■ Task input:
══════

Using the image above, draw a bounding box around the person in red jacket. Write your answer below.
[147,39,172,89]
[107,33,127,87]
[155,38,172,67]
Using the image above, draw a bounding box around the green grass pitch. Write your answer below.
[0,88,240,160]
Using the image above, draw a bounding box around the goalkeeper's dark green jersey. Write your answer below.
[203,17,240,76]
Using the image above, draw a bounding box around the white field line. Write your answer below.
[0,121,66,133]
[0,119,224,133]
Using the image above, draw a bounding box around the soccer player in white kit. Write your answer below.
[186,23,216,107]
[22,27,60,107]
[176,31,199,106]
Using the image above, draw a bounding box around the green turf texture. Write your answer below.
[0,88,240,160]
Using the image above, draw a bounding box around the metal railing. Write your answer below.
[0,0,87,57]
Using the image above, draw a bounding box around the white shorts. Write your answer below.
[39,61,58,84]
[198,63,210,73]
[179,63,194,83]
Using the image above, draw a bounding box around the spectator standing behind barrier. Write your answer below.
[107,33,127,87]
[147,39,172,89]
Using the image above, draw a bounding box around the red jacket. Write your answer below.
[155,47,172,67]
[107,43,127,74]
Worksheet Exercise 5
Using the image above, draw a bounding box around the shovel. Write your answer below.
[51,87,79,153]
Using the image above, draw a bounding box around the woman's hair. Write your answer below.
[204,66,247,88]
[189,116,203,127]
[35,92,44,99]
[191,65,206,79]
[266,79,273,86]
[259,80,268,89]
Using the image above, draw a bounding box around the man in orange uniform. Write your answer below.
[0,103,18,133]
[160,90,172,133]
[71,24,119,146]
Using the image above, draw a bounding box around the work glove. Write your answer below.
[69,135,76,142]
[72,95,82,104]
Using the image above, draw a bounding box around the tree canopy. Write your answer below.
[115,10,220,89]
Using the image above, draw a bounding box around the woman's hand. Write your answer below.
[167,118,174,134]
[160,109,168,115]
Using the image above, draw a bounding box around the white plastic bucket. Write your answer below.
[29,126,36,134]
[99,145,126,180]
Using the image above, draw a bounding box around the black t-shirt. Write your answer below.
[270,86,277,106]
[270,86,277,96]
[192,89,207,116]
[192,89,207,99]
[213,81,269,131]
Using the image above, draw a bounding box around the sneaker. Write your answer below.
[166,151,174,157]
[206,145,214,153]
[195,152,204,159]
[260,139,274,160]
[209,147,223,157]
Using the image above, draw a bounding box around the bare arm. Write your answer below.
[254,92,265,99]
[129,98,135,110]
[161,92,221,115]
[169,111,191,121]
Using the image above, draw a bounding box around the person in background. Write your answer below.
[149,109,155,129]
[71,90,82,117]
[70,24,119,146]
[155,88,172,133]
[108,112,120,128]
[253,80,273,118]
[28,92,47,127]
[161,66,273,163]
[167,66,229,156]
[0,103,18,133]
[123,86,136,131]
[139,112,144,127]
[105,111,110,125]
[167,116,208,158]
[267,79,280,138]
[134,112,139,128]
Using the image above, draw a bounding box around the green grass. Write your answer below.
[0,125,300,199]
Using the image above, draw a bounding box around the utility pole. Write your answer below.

══════

■ Problem to solve: List every line above that contains the string "grass", and copy each one in full.

■ Solved problem:
Using the image above, draw a bounding box around the green grass pitch. Write your answer below.
Using the image above, draw a bounding box around the green grass. Write your answer below.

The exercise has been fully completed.